Thus it was that with Papal approval, in September 1739, Challoner was appointed titular Bishop of Debra, also Coadjutor to Bishop Petre with right of succession to the London District. Initially Challoner begged to be excused from accepting these appointments, alleging that he was an improper person to be made Bishop, being born of parents who were not members of the Catholic Church; and that he himself had professed the erroneous opinions of his parents. This purely technical objection was overcome after some delay, and on 29 January 1741, the feast of St Francis de Sales, Bishop Petre consecrated his coadjutor. There is no record of the details of the consecration except that it was in a small, hidden convent in Hammersmith, where Bishop Giffard had died, and where a community established by Queen Catherine of Braganza, had preserved the secret of its religious life.

    In 1740 was published possibly Challoner’s most famous work, namely ‘The Garden of the Soul: or a Manual of Spiritual Exercises and Instructions for Christians, who living in the World, aspire to devotion.’ This small and inexpensive work combined the functions of a prayer book with information, instructions and practical advice, and it proved so popular that seven editions were printed in seventeen years. The difference between the ‘Garden of the Soul’ and its predecessors was that it gave, as it were, the theory as well as the practice: it was a treatise on the spiritual life, as well as a collection of exercises therein.

#### Data rows:
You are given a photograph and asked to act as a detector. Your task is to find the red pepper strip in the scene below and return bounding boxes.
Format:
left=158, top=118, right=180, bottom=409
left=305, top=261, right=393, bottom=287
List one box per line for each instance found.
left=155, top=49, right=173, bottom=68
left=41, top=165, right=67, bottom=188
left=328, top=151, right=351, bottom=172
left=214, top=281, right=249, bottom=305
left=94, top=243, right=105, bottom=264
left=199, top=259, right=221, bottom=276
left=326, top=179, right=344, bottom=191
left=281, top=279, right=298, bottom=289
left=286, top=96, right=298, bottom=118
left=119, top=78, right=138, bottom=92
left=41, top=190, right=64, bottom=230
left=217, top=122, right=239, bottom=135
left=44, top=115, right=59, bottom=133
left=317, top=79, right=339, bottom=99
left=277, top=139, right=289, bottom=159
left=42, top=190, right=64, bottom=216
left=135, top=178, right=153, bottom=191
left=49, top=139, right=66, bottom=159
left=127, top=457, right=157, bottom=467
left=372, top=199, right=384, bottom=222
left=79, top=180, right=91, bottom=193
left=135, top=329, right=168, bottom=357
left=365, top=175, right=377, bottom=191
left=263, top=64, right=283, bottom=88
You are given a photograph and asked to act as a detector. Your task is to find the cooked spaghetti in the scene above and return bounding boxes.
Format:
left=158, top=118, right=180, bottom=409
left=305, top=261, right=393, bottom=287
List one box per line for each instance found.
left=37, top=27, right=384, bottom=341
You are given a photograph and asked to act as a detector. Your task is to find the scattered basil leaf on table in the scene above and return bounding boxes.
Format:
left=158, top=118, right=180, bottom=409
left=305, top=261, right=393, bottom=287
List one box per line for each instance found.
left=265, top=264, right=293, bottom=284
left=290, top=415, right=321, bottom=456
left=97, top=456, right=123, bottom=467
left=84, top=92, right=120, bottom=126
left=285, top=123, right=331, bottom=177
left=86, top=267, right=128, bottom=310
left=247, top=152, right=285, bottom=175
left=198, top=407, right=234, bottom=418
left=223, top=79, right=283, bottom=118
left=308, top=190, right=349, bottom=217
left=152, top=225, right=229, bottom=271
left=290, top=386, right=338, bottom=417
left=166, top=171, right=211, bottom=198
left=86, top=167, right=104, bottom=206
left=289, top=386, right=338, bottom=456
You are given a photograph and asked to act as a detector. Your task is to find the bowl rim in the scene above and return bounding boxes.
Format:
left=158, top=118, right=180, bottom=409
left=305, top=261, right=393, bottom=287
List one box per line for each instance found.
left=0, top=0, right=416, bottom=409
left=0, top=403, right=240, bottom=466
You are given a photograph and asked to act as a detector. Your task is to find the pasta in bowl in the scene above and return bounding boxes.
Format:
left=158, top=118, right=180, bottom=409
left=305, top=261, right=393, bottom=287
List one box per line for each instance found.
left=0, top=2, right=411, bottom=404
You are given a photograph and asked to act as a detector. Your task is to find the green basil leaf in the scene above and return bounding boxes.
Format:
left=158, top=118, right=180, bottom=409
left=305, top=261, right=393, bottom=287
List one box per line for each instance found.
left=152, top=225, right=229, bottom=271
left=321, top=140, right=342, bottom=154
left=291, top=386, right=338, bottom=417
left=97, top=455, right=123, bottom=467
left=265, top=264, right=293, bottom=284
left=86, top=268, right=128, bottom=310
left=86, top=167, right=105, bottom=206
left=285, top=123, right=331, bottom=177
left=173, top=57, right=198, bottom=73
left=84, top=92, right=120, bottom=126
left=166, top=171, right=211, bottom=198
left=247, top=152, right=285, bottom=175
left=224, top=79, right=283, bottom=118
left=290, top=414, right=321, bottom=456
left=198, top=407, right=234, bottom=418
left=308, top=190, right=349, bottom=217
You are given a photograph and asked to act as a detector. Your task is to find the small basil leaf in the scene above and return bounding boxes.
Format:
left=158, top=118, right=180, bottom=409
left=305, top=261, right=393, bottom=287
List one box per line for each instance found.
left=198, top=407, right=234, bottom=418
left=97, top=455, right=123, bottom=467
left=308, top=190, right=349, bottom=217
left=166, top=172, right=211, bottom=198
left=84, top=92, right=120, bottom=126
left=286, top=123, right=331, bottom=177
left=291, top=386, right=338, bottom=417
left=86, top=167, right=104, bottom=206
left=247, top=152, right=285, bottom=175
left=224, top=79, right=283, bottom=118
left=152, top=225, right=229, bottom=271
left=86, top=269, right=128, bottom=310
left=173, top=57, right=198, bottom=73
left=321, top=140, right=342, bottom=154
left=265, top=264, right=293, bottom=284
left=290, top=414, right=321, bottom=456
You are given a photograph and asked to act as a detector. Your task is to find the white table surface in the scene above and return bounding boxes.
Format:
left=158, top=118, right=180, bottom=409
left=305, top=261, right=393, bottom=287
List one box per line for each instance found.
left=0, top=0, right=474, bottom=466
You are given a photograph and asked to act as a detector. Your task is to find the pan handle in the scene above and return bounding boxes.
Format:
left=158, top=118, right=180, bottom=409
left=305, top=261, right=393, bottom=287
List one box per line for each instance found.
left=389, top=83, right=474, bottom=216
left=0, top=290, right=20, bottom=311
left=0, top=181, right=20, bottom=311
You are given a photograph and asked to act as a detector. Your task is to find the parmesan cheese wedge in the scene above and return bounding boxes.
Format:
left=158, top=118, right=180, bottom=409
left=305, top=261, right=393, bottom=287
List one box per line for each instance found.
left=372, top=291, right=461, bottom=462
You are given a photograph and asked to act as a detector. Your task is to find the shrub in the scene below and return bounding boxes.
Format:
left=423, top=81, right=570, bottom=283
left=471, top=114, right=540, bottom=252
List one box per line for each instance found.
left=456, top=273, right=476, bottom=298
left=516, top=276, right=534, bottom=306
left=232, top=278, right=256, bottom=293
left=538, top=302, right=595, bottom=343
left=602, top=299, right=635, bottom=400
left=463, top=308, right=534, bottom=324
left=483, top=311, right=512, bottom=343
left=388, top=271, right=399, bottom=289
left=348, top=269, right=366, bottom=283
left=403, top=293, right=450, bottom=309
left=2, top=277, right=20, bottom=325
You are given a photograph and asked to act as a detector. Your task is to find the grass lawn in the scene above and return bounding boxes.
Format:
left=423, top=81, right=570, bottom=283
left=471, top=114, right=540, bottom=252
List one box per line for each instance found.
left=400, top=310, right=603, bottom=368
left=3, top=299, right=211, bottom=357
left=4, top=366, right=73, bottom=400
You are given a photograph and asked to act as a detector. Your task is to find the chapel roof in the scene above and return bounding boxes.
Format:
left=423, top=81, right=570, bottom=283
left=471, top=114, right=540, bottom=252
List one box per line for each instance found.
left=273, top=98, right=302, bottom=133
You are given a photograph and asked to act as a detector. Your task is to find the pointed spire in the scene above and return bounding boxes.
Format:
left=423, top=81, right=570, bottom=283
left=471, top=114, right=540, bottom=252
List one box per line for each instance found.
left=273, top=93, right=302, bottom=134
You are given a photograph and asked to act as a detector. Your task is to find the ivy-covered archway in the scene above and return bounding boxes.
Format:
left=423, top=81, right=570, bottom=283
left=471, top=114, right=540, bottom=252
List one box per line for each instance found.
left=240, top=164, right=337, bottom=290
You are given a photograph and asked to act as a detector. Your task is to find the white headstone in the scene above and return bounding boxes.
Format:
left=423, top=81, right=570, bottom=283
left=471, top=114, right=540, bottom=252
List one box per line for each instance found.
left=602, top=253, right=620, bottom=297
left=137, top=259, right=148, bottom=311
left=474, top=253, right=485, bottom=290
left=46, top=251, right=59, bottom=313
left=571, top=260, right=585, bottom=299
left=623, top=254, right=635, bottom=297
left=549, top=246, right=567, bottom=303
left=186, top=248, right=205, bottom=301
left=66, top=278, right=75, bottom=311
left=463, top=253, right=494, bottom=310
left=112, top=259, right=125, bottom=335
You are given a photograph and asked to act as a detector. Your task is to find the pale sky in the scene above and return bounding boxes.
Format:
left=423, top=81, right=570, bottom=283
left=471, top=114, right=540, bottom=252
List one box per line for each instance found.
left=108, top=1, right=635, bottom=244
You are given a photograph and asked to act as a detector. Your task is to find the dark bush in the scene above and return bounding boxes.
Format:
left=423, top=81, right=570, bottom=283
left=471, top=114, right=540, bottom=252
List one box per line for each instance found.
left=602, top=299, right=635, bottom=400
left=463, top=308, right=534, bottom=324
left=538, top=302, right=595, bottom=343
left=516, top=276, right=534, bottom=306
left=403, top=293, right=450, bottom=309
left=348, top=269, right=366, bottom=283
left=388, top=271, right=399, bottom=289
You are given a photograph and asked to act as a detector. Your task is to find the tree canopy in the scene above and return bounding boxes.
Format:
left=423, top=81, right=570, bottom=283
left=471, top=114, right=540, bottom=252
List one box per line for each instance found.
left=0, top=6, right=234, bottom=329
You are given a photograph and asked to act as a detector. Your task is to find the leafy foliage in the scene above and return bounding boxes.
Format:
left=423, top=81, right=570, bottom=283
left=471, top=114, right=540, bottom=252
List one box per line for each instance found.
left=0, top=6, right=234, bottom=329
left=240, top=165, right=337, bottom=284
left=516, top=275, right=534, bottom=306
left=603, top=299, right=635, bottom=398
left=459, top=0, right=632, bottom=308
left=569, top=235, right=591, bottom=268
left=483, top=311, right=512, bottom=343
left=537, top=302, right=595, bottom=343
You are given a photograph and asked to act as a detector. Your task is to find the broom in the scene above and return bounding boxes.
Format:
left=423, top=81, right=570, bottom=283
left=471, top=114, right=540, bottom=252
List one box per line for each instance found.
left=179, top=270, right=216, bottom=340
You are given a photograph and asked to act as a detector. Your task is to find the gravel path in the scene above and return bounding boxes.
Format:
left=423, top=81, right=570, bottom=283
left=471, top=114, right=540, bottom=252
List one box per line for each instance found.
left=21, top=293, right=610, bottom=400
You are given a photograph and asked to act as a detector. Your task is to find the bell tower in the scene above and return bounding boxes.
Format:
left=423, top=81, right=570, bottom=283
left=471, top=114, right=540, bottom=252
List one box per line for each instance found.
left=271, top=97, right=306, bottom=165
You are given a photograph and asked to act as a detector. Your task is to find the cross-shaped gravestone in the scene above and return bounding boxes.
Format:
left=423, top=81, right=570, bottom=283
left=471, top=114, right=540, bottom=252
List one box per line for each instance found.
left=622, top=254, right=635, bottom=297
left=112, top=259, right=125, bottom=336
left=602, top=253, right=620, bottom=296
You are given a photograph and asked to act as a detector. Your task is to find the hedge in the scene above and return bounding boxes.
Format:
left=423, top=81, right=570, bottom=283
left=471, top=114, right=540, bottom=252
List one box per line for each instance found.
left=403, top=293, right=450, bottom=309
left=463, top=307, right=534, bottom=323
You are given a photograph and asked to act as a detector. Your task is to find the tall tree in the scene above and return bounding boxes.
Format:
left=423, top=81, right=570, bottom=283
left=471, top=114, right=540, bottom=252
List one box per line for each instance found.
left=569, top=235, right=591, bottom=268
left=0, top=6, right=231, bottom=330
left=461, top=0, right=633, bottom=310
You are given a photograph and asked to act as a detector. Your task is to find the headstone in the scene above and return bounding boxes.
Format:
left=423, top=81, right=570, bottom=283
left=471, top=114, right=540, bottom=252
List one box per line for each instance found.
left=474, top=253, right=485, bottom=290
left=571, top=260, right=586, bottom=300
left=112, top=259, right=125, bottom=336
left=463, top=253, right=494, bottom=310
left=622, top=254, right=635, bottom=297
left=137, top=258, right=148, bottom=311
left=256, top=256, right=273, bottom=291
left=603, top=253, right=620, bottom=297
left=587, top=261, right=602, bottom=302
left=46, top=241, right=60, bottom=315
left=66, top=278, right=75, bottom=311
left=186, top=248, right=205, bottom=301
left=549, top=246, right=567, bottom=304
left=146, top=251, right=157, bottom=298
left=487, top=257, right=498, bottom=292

#### Task statement:
Resume the account of Bishop Challoner after its last sentence and carry it forward in the same style.

#### Written reply:
The London District included Kent, Middlesex, Essex, Surrey, Hertfordshire, Sussex, Berkshire, Bedfordshire, Buckinghamshire, Hampshire, the Isle of Wight, and Jersey and Guernsey;  also Maryland and Pennsylvania in the American colonies, and certain islands in the West Indies. There were about 20,000 Catholics in London itself,  and in the counties which formed the London Vicariate were an additional 4/5000 souls. Early in June 1741, Challoner set off on his first visitation which was to take two years in all, when combined with the ordinary work of the vicariate. Today it is normal to find a Catholic church in most large towns, with perhaps the occasional country chapel. In the 18th century the situation was reversed and in the ten counties forming the London Vicariate almost all the centres of Catholic life were found in the country seats of the nobility and gentry. Every Catholic estate had a priest and a congregation. The clergy themselves were in an anomalous position for as private chaplains they could be employed or dismissed at will, and as such were not at the effective disposition of their Bishop. Additionally the situation was complicated by many Catholics preferring to have chaplains belonging to a religious order over whom the Bishop had less control than ever, for it was for many years contended that he had no right either to give or withdraw faculties, and all that he could reasonably expect was that they should intimate to him the faculties they had received from their own superiors.

Challoner returned to London on 19 July 1741 on completion of the first part of his visitation, having visited twenty congregations and confirmed over 800 persons. He then immediately commenced work on a new book, ‘Memoirs of Missionary Priests, as well Secular as Regular and of other Catholics of both sexes, that have suffered death in England, on Religious Accounts, from the Year of Our Lord 1577 to1684’. This was published in 1742 in two volumes and won itself a place with his ‘Garden of the Soul’ and ‘Meditations’ in the affections of Catholics. “We pretend not to make Panegyrics of any of these brave men,” he wrote, “but merely to deliver short memoirs of what we found most remarkable in their lives and particularly in their deaths.”

                              St JOHN SOUTHWORTH  (1592-1654)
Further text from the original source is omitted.